### EXCERPTED PASSAGE:

Industry shows ‘resilience’ with third consecutive month of expansion

Construction output rose slightly in September despite an overall fall in UK gross domestic product (GDP).

The industry’s output rose 0.4% according to the Office for National Statistics, the third consecutive monthly of growth for the sector as the country heads towards recession.

HS2 Euston Station construction site August 2021

Source: HS2

Infrastructure was among the drivers of construction output growth in September

Construction was the odd one out of the UK’s major sectors, with services stagnating and manufacturing down 2.3%.

The 0.6% fall in GDP seen across the economy in September was sharper than the 0.1% fall of the prior month.

The Bank of England recently estimated that the third quarter saw the UK enter a recession that could last until mid-2024.

The growth in construction’s output rate was slightly slower than the (upwardly revised) 0.6% recorded for August, and was driven mainly by infrastructure and public housing repair and maintenance, which increased 2.8% and 11.3% respectively.

### DIRECTIONS FOR THIS TASK:
Answer these from the article on UK construction output:
(a) By what percentage did construction output rise in September, according to the Office for National Statistics?
(b) By how much was manufacturing down?
(c) Which two areas mainly drove the construction growth, and by how much did each increase?
The listing that comes after this text has no part in the work here.

### DATA EXTRACT:

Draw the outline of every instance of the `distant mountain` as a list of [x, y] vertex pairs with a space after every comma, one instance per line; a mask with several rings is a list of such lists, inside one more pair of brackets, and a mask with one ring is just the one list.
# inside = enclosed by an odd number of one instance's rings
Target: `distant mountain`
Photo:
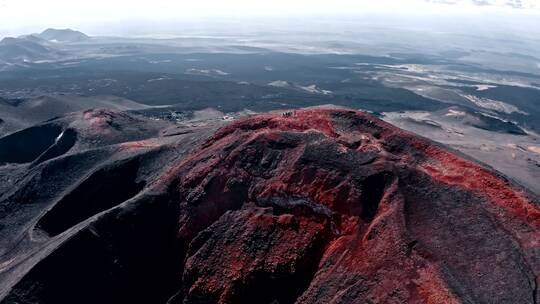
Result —
[[41, 34], [36, 34], [35, 36], [45, 39], [48, 41], [58, 41], [58, 42], [79, 42], [89, 39], [86, 34], [74, 31], [72, 29], [46, 29]]
[[22, 99], [4, 99], [0, 97], [0, 136], [35, 123], [51, 119], [69, 112], [107, 108], [118, 111], [141, 110], [148, 108], [135, 101], [114, 96], [41, 96]]

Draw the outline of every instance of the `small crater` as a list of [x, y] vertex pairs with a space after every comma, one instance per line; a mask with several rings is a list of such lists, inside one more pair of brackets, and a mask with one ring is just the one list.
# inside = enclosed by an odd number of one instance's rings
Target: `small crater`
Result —
[[361, 219], [366, 222], [373, 220], [379, 209], [379, 203], [384, 195], [384, 190], [390, 184], [391, 179], [392, 176], [388, 172], [380, 172], [364, 180], [362, 183], [362, 196], [360, 198], [362, 203]]
[[61, 133], [62, 127], [49, 124], [31, 127], [0, 138], [0, 163], [32, 162], [47, 151]]
[[37, 227], [55, 236], [130, 199], [145, 186], [136, 180], [138, 170], [139, 159], [132, 159], [95, 172], [47, 212]]

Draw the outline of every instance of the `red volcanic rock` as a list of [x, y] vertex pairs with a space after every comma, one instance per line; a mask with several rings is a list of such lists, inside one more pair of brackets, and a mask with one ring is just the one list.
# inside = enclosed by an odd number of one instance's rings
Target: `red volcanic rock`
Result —
[[[68, 303], [90, 290], [102, 303], [540, 298], [536, 198], [371, 115], [248, 117], [168, 166], [139, 195], [49, 247], [54, 253], [3, 303]], [[64, 269], [66, 259], [96, 266], [81, 274]], [[83, 275], [99, 280], [61, 294]]]

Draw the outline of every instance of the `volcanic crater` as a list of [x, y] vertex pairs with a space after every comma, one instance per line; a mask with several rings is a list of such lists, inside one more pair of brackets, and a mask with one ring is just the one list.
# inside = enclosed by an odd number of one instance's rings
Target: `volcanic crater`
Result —
[[[149, 128], [126, 115], [91, 125]], [[0, 155], [27, 171], [0, 196], [1, 303], [538, 303], [538, 198], [370, 114], [101, 143], [88, 116], [70, 122], [84, 149], [43, 156], [51, 127]]]

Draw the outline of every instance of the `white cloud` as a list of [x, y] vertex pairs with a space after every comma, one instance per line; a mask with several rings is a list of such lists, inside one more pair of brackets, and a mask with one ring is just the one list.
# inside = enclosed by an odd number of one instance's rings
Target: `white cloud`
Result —
[[534, 9], [538, 0], [0, 0], [0, 32], [127, 20], [204, 21], [215, 16], [462, 14], [479, 9], [510, 10], [510, 2]]

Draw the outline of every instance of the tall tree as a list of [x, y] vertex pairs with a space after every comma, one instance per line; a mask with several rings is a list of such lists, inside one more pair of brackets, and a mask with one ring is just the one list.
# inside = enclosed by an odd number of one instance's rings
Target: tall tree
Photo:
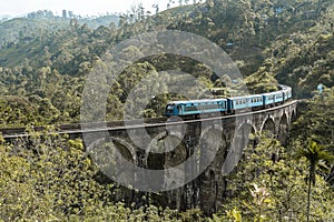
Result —
[[333, 155], [323, 150], [323, 147], [315, 141], [310, 141], [306, 149], [299, 150], [298, 158], [306, 158], [308, 165], [307, 181], [307, 222], [310, 221], [310, 205], [311, 205], [311, 189], [312, 184], [315, 185], [316, 169], [321, 161], [332, 162]]

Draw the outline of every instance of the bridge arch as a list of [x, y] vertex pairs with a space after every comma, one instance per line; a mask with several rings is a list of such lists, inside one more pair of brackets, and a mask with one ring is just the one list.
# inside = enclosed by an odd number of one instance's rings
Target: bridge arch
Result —
[[262, 124], [261, 132], [264, 131], [267, 131], [274, 135], [276, 134], [275, 121], [271, 117], [266, 118], [266, 120]]
[[[199, 170], [205, 170], [200, 174], [199, 203], [205, 213], [213, 213], [217, 210], [217, 196], [222, 191], [218, 189], [218, 178], [222, 176], [220, 169], [226, 158], [227, 140], [223, 128], [207, 128], [199, 141], [200, 165]], [[208, 160], [212, 162], [208, 164]], [[206, 169], [204, 169], [207, 167]], [[215, 196], [208, 199], [207, 196]]]
[[288, 130], [289, 130], [289, 124], [288, 124], [287, 114], [284, 113], [279, 120], [278, 133], [277, 133], [277, 139], [282, 144], [285, 144], [287, 141]]
[[234, 134], [230, 149], [226, 155], [226, 160], [222, 168], [222, 172], [224, 175], [227, 175], [234, 170], [234, 168], [242, 159], [243, 151], [247, 145], [249, 144], [252, 144], [253, 147], [256, 145], [255, 140], [249, 139], [249, 135], [255, 133], [256, 133], [255, 127], [248, 122], [244, 122], [238, 127], [238, 129]]

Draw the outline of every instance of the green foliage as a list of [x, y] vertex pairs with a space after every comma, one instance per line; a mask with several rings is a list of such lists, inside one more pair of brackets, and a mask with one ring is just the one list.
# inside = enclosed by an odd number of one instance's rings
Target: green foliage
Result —
[[[243, 161], [228, 178], [233, 193], [222, 210], [239, 211], [246, 221], [282, 221], [306, 219], [307, 173], [305, 161], [291, 159], [291, 154], [269, 135], [259, 135], [255, 148], [244, 151]], [[317, 176], [311, 209], [317, 220], [333, 218], [333, 192], [323, 178]], [[321, 205], [321, 208], [320, 208]], [[235, 219], [234, 219], [235, 220]]]
[[315, 92], [311, 100], [303, 101], [301, 117], [293, 123], [292, 141], [312, 139], [334, 154], [334, 88]]

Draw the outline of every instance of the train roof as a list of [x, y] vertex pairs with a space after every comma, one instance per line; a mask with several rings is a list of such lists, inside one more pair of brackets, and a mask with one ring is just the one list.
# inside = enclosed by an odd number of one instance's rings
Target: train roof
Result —
[[227, 101], [227, 99], [203, 99], [203, 100], [179, 100], [179, 101], [170, 101], [168, 104], [185, 104], [185, 103], [206, 103], [206, 102], [220, 102]]

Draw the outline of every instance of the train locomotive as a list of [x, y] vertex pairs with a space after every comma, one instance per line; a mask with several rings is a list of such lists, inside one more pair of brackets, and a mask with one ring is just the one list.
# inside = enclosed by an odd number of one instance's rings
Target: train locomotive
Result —
[[200, 114], [233, 114], [247, 110], [261, 110], [283, 104], [292, 98], [292, 88], [279, 84], [279, 90], [263, 94], [250, 94], [224, 99], [171, 101], [166, 105], [166, 117], [198, 118]]

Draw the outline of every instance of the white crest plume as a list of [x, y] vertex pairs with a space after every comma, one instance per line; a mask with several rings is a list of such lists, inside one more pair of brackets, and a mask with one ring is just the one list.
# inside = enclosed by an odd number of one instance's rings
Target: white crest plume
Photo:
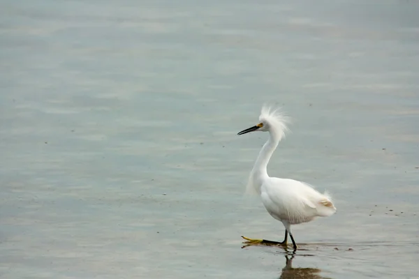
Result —
[[[290, 123], [289, 117], [281, 112], [281, 108], [274, 108], [267, 104], [264, 104], [260, 110], [259, 121], [267, 125], [269, 131], [275, 134], [279, 140], [285, 137], [285, 133], [289, 130], [287, 123]], [[257, 182], [253, 177], [254, 169], [252, 169], [249, 176], [247, 186], [246, 187], [246, 195], [260, 195]]]

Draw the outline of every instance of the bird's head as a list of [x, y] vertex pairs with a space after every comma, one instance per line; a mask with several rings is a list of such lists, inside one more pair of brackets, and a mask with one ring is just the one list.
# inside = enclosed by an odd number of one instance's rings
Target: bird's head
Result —
[[259, 123], [254, 126], [239, 132], [237, 135], [244, 135], [250, 132], [270, 132], [277, 135], [280, 138], [284, 137], [288, 130], [286, 123], [288, 119], [281, 114], [279, 109], [273, 110], [266, 105], [262, 107]]

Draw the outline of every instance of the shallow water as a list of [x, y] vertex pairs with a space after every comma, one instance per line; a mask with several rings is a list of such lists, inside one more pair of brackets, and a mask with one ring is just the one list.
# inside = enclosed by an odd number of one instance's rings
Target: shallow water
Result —
[[[0, 276], [418, 278], [419, 4], [364, 2], [3, 1]], [[293, 256], [242, 248], [265, 101], [338, 209]]]

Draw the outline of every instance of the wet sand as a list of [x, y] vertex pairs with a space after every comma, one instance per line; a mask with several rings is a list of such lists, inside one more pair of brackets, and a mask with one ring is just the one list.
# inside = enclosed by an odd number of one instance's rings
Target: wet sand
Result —
[[[418, 3], [1, 6], [2, 278], [418, 278]], [[284, 235], [243, 197], [267, 101], [268, 173], [337, 208], [295, 255], [242, 248]]]

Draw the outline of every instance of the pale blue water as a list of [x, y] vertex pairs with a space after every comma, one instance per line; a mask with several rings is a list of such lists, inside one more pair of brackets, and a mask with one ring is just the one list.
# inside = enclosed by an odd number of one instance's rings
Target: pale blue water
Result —
[[[2, 278], [418, 278], [419, 3], [0, 5]], [[338, 209], [285, 271], [240, 237], [283, 237], [242, 198], [267, 101], [270, 174]]]

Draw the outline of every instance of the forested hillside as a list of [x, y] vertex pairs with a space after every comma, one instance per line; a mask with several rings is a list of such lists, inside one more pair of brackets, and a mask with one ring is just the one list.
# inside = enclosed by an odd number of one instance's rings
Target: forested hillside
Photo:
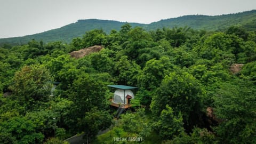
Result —
[[[23, 37], [0, 39], [0, 45], [4, 43], [12, 45], [22, 44], [34, 39], [43, 41], [44, 43], [61, 41], [70, 43], [74, 37], [82, 37], [85, 32], [94, 29], [102, 29], [108, 34], [113, 29], [117, 31], [125, 22], [116, 21], [97, 19], [79, 20], [77, 22], [65, 26], [60, 28], [44, 33]], [[256, 30], [256, 10], [241, 13], [217, 16], [191, 15], [162, 20], [150, 24], [129, 23], [133, 27], [140, 26], [150, 31], [164, 27], [172, 28], [175, 27], [189, 27], [196, 30], [223, 31], [231, 26], [241, 27], [248, 30]]]
[[[69, 54], [95, 45], [105, 48]], [[77, 133], [90, 143], [256, 143], [254, 31], [126, 23], [69, 44], [30, 40], [0, 52], [1, 143], [63, 143]], [[230, 71], [235, 63], [241, 70]], [[138, 87], [118, 120], [113, 84]]]

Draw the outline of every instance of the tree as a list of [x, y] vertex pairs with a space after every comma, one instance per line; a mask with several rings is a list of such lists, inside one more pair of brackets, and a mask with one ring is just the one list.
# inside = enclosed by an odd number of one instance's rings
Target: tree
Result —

### FINAL ANSWER:
(a) 0.4%
(b) 2.3%
(c) Infrastructure rose 2.8%, and public housing repair and maintenance rose 11.3%.